** EXERCISE PROMPT **
Write down exactly the lines of the listing below, beginning with the one containing "In this exercise you will spot each instance of the blurred" and closing with the final line.

** MATERIAL SHOWN **
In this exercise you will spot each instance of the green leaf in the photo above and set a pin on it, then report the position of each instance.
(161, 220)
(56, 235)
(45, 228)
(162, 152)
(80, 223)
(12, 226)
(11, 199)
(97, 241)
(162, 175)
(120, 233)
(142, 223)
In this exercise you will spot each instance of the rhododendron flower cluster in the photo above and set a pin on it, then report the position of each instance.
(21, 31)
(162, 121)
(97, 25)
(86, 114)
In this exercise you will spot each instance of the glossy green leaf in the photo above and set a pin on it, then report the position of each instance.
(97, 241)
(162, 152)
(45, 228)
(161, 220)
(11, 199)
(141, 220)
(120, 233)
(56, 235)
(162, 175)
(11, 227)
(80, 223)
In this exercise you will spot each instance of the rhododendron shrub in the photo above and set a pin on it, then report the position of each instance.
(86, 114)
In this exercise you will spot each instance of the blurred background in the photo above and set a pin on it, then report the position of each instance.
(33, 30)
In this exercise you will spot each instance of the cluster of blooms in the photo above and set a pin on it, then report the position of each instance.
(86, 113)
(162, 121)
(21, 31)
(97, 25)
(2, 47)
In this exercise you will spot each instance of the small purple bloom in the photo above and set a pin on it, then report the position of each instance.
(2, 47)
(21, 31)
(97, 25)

** ANSWER BOX **
In this exercise you will spot each instance of the blurred background in the photo above and set a pin on it, then report the position of each instance.
(33, 30)
In this exercise you will spot each instance of the cluster of blooms in the photo above and set a pin on it, then report the position of each instance.
(86, 113)
(162, 121)
(21, 31)
(97, 25)
(2, 47)
In this exercise you will spot each instance of the small purple bloom in the photo above and set a pin on it, then report the position of each instance.
(2, 47)
(21, 31)
(97, 25)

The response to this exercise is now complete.